PROBLEM TO SOLVE –
Write down every entry below once more, exactly.

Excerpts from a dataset
==================================================
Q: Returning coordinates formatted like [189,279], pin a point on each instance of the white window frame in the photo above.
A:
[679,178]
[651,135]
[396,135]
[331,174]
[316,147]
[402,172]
==================================================
RESPONSE BELOW –
Q: Returning coordinates formatted like [189,279], pin a point on each instance of the white window frame in the photo above.
A:
[679,178]
[651,135]
[396,135]
[331,174]
[316,147]
[402,172]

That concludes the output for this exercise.